-- start Source --

Encouraging preliminary well results along western Nest 2 boundary and Wapiti areas
Early results from two Montney wells drilled along the boundary between 7G’s Nest 2 and Wapiti lands are encouraging. The two 40-stage wells have been on production for about 30 days, each delivering about 836 bbls/d of condensate and 7.1 MMcf/d of natural gas, while facility constrained. Additional delineation wells are planned along this boundary area in 2019.
During the first quarter, 7G tied in a five-well pad in its Nest 1 area with 90-day production rates from each well averaging 831 bbls/d of condensate and 1.17 MMcf/d of natural gas. While these wells are producing more condensate and generating better economics than the company’s Nest 1 type curve, they are delivering lower boes than originally projected due to lower initial natural gas and NGL rates. The company is completing a 12-well pad in Nest 1, offsetting a 2017 pad drilled in the transition zone between Nest 2 and Nest 1, and expects to have preliminary results in the second half of 2018.
The company drilled two follow-up Montney delineation wells in Nest 3 in the first quarter and expects to have preliminary well results in the second quarter. The Nest 3 well drilled and completed in 2017 continues to have superior performance, with cumulative production of more than 3 Bcf of natural gas and 120,000 bbls of condensate, while still constrained by surface facilities. 7G plans to ramp-up production from its Nest 3 area in 2019 once larger pipeline infrastructure is built to handle the higher natural gas volumes that are expected in that area.
Improved processing plant reliability
During April, 7G’s third-party natural gas processing plant underwent planned maintenance to mitigate a partial blockage in the heat exchanger to restore the plant’s designed processing capacity of 200 MMcf/d. The seven-day maintenance was completed as planned and the facility is now capable of processing at its design capacity. Also, as reported in 7G’s 2017 fourth quarter report, the plant’s ethane extraction compressor was offline during the first quarter, which curtailed ethane recovery by about 2,500 bbls/d, but had minimal impact on revenue. After repairs were made, the plant operator resumed normal operations of this deep cut ethane extraction unit on April 30, 2018. The facility downtime year-to-date is within 7G’s budget expectations.

-- end Source --

[Work to complete] Translate this sentence from the 7G operations update into Spanish: "The seven-day maintenance was completed as planned and the facility is now capable of processing at its design capacity."

-- start Raw data --

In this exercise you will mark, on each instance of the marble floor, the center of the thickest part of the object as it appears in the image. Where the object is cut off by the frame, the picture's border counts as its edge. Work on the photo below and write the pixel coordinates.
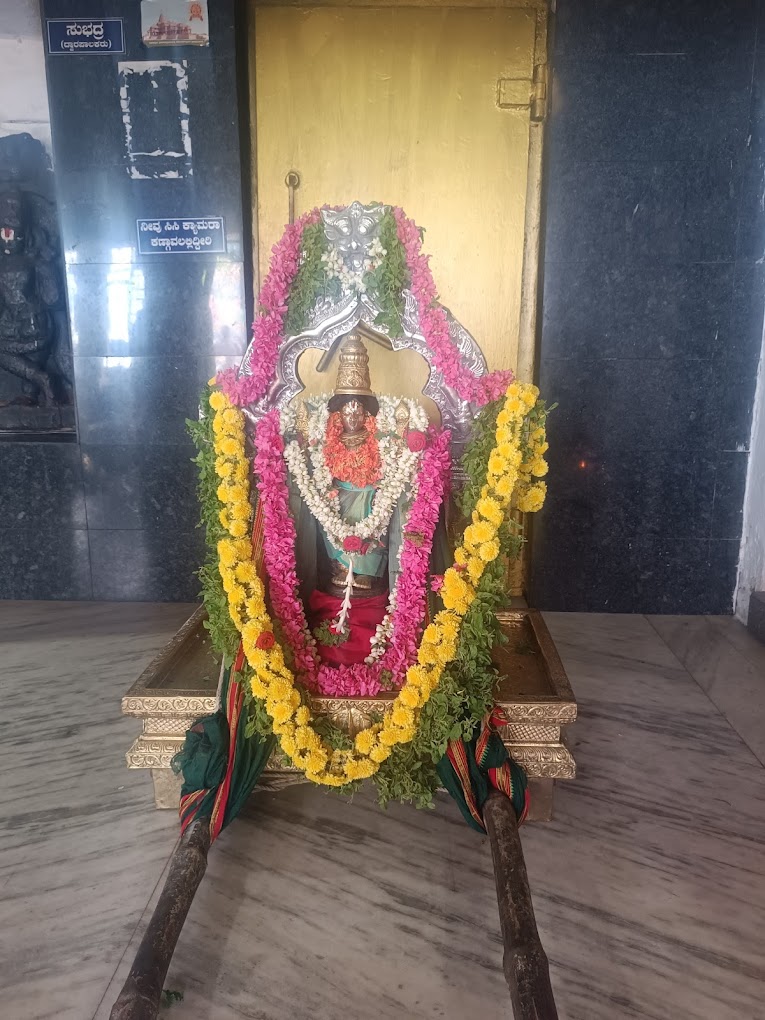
(649, 885)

-- end Raw data --

[Problem solution] El mantenimiento de siete días se completó según lo previsto y la instalación ahora puede procesar a su capacidad de diseño.